▸ Task to carry out:
Word for word, repeat the lines of the records from the one containing "For the benchmark, mark every instance of the tree" through the last line, both included.

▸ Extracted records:
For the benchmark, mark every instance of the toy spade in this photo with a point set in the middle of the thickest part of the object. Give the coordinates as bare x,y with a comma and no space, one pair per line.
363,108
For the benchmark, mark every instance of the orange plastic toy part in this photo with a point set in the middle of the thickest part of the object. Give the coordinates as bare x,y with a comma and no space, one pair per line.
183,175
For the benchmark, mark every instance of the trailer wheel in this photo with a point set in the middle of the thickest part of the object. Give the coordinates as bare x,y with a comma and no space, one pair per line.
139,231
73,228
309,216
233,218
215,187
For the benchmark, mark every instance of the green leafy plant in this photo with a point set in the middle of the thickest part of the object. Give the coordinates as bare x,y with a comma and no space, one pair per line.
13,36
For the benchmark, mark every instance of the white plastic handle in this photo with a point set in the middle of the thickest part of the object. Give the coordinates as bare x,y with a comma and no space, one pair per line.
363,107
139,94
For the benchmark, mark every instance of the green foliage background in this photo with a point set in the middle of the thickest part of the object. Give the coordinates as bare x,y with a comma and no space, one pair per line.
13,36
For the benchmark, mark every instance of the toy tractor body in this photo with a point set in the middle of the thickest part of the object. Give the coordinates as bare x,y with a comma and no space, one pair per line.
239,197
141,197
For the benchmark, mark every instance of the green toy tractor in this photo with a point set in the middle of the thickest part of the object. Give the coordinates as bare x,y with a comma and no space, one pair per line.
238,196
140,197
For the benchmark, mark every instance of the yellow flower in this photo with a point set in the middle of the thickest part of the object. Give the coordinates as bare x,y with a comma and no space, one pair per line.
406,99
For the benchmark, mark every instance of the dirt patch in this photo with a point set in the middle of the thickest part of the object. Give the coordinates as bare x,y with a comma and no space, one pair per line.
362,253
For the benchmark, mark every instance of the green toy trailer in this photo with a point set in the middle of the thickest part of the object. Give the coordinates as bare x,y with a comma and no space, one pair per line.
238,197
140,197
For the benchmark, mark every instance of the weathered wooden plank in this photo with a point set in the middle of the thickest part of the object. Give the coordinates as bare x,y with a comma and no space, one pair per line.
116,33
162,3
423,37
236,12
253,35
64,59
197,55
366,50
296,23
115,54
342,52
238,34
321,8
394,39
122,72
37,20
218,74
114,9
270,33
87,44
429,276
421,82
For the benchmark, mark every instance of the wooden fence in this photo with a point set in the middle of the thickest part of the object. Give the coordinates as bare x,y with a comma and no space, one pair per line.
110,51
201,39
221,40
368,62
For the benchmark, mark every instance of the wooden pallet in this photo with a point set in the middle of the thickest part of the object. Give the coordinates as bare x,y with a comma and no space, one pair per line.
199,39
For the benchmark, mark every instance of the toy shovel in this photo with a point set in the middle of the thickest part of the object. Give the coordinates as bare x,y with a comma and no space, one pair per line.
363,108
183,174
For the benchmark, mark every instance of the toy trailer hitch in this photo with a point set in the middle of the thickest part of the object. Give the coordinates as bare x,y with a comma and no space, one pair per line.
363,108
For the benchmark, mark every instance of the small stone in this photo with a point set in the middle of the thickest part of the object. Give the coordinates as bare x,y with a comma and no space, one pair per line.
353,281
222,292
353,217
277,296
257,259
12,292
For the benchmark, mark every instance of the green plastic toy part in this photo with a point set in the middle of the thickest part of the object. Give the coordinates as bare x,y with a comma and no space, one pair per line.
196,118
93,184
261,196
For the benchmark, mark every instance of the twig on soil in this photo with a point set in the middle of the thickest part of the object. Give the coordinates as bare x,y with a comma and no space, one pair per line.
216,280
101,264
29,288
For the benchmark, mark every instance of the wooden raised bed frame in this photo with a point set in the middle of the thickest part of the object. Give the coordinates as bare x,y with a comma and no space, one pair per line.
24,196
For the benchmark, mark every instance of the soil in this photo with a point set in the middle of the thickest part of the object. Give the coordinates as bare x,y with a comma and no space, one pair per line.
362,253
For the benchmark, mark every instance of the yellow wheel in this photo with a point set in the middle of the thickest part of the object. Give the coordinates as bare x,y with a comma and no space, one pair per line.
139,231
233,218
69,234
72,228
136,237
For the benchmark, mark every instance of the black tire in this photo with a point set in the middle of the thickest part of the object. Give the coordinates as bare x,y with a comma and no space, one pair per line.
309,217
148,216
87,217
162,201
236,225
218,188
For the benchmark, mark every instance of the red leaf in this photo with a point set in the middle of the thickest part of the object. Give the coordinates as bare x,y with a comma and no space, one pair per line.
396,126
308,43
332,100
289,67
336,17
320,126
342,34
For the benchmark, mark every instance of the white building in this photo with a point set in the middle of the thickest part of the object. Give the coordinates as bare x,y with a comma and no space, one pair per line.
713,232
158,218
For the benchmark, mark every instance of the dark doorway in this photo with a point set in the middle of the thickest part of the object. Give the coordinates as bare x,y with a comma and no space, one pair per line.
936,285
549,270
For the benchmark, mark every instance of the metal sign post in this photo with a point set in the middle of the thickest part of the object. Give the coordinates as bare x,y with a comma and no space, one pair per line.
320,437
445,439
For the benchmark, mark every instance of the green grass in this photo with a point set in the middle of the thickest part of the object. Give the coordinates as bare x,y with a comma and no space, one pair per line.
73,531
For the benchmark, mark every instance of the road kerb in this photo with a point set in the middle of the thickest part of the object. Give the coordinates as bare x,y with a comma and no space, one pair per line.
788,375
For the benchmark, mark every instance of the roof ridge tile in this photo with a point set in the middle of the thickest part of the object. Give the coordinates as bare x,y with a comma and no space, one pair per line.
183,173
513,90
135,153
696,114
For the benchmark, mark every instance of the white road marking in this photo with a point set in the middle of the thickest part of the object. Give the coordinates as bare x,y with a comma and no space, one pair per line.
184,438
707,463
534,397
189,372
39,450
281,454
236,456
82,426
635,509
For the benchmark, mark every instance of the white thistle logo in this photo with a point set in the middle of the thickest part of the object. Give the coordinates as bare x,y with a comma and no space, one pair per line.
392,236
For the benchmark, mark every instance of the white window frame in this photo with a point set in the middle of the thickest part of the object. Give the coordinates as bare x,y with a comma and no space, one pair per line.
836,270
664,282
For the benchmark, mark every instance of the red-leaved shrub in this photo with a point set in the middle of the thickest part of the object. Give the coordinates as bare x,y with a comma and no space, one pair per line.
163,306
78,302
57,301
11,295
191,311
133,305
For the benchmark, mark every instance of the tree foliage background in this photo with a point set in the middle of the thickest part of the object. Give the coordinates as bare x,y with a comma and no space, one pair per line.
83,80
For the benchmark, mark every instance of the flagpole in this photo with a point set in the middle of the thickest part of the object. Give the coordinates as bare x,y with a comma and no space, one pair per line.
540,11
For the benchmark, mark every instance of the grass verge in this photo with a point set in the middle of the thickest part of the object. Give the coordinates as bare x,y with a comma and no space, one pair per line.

▸ Answer for the task:
For the benchmark, mark every instance of the tree foliage background in this photo with a point set in the middle of the thickest part of the object. Give the coordinates as bare x,y with a comma and no space, one pair per line.
83,80
For the benchmark, mark every instance of the flagpole in this photo with a point set in the middle of the thickest part of the object. Give the coordinates as bare x,y with a comma and no space, one pair per line.
540,11
For the benchmark, mark every instance of the grass verge in this photo with a point set in the middle of the thickest part of the object. Give the coordinates as bare x,y with a comma and no space, one pair per line.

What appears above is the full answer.